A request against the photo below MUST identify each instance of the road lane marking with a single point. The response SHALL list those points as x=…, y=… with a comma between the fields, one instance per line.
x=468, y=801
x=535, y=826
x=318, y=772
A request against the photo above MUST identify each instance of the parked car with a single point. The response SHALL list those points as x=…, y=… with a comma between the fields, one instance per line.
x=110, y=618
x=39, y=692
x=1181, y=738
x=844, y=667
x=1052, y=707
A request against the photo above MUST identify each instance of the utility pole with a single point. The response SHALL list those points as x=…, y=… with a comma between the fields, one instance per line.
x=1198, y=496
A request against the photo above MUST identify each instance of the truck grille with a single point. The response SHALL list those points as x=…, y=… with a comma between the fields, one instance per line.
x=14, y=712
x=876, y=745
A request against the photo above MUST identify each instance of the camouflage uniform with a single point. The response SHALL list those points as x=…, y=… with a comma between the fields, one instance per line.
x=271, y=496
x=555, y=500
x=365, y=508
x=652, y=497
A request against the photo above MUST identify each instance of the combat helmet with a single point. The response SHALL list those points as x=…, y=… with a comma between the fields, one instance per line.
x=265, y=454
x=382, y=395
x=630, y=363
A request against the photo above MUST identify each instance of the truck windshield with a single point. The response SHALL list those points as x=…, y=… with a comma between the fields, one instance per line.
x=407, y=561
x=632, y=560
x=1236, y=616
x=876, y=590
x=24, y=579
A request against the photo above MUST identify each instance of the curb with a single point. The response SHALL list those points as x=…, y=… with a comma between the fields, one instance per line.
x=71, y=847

# # # # # # #

> **Task directions**:
Please rescale the items from the line that contains "of the curb" through the end of the items, reproducing every one of those lines in full. Multiply each point coordinate in the answers by 1.55, round it to a whole number with halves going up, and leave all other text unchanged.

> **Final result**:
A request against the photo above MUST identify each instance of the curb with a single point. The response SHALL list those points as x=…, y=… with a comma between the fields, one instance per line.
x=110, y=1313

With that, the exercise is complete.